* Provided passage *
**********
MONTGOMERY, Ala. (AP) - The Justice Department says Alabama's prison system has been violating the Constitution by failing to protect inmates from violence and sexual abuse.
The federal government's findings were disclosed in a scathing letter reviewed Wednesday by The Associated Press. The letter described the problems as "severe" and "systemic."
The Justice Department also warned that it may sue the state within the next two months if Alabama doesn't fix the problems.
The findings are the result of an investigation opened in 2016 at the end of the Obama administration.
The report is the latest blow to the troubled Alabama prison system, which has been criticized for overcrowding, violence, and a high suicide rate.
A federal judge ruled in 2017 that the state has provided "horrendously inadequate" care to mentally ill inmates.
Gov. Kay Ivey's response:
Governor Kay Ivey and the Alabama Department of Corrections responded today to a U.S. Department of Justice (DOJ) findings letter that reports the results of the DOJ’s investigation into inmate-on-inmate violence, sexual assault, and the conditions of confinement within the Alabama Department of Corrections’ (ADOC) male correctional facilities.
The DOJ investigation, pursuant to the Civil Rights of Institutionalized Persons Act (CRIPA), was initiated on October 6, 2016, and involved site inspections at four male prisons and the interviewing of hundreds of inmates, correctional staff, and ADOC officials. For more than two years, the DOJ pursued an investigation of issues that have been the subject of on-going litigation and the target of significant reforms by the state.
“We appreciate the U.S. Department of Justice’s efforts to ensure open lines of communication with the State of Alabama. DOJ has identified many of the same areas of concern that we have discussed publicly for some time,” Governor Ivey said. “Over the coming months, my Administration will be working closely with DOJ to ensure that our mutual concerns are addressed and that we remain steadfast in our commitment to public safety, making certain that this Alabama problem has an Alabama solution.”
The Department of Corrections already acknowledged many of the issues in the DOJ’s findings letter and has been actively working to remedy these concerns by improving correctional officer hiring and retention; developing effective prison management, including efforts to curtail the entry of contraband; and replacing an outdated prison system with state-of-the-art correctional facilities designed to safely, effectively, and humanely manage and meet the needs of a diverse inmate population.
As DOJ stated in its finding letter, “We recognize ADOC has begun to make some positive changes in recent years.”
Alabama Department of Corrections plan to build new prisons will allow for enhanced security through updated structures and the implementation of current technology resources. Such facilities will also allow for the integration of medical and mental health services and provide safer environments for inmates and staff.
**********
* Information provided *
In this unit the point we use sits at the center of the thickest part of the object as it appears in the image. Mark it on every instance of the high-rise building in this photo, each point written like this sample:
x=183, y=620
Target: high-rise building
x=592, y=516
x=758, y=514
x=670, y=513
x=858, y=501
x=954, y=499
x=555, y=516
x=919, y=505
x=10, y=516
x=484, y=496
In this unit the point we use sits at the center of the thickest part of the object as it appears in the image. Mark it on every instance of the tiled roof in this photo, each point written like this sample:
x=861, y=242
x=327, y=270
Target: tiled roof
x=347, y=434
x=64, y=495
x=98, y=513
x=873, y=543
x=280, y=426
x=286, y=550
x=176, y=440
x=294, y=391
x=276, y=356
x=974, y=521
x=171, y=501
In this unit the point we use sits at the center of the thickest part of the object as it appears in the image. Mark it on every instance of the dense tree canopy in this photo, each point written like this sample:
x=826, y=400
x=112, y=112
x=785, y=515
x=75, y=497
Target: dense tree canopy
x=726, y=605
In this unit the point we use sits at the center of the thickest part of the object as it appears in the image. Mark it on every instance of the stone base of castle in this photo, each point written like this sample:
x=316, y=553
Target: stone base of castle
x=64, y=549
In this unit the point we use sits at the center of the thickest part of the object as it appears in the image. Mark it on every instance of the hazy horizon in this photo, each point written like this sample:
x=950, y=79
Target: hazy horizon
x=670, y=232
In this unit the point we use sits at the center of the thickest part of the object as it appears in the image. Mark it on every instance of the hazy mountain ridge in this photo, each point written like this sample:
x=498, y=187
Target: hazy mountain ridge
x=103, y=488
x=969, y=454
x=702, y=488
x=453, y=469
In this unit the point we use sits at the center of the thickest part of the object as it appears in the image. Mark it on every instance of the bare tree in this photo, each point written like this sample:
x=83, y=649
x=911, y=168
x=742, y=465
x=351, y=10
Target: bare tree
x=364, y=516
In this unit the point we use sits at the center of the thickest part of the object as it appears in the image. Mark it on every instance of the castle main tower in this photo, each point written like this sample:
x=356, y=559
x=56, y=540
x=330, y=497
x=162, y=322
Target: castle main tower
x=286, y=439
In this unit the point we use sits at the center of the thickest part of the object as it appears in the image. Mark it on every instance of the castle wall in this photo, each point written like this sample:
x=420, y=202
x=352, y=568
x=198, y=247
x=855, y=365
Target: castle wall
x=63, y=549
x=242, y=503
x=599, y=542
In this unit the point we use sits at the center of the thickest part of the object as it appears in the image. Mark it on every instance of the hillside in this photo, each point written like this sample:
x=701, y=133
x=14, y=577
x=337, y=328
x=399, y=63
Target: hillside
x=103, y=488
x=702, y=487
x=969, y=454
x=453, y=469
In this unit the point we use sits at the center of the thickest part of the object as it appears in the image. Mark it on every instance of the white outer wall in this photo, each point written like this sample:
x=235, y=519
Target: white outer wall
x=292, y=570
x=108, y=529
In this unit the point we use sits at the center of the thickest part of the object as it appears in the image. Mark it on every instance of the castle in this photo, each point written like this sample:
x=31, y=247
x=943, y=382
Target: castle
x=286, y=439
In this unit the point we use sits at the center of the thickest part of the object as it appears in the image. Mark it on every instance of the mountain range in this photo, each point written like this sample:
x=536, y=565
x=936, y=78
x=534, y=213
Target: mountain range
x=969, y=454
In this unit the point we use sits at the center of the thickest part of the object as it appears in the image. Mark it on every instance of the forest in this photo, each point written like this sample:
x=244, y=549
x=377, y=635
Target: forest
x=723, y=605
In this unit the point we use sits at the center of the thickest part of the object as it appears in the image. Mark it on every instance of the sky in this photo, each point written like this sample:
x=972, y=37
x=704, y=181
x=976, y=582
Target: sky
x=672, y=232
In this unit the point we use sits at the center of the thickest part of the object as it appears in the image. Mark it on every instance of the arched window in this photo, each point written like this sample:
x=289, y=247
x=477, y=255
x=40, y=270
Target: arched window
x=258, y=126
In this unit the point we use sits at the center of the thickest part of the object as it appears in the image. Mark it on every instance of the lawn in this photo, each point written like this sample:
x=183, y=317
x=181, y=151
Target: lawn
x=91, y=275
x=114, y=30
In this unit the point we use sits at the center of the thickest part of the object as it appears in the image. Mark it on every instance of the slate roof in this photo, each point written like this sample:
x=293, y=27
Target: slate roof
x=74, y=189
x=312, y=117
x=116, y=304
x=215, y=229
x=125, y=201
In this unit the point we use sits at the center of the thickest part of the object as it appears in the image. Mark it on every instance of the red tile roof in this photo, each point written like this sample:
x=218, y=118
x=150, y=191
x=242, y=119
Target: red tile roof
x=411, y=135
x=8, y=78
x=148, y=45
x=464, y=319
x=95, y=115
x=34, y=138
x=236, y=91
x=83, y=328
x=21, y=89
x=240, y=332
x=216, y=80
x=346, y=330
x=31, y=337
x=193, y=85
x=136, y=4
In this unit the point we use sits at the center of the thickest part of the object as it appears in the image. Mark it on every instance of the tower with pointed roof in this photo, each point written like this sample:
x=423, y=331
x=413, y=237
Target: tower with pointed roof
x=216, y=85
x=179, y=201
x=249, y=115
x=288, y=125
**********
* Exercise details *
Reproduce word for word the part of the article on Alabama's prisons above, starting with "Gov. Kay Ivey's" and going on through "by the state.".

* Solution to this task *
Gov. Kay Ivey's response:
Governor Kay Ivey and the Alabama Department of Corrections responded today to a U.S. Department of Justice (DOJ) findings letter that reports the results of the DOJ’s investigation into inmate-on-inmate violence, sexual assault, and the conditions of confinement within the Alabama Department of Corrections’ (ADOC) male correctional facilities.
The DOJ investigation, pursuant to the Civil Rights of Institutionalized Persons Act (CRIPA), was initiated on October 6, 2016, and involved site inspections at four male prisons and the interviewing of hundreds of inmates, correctional staff, and ADOC officials. For more than two years, the DOJ pursued an investigation of issues that have been the subject of on-going litigation and the target of significant reforms by the state.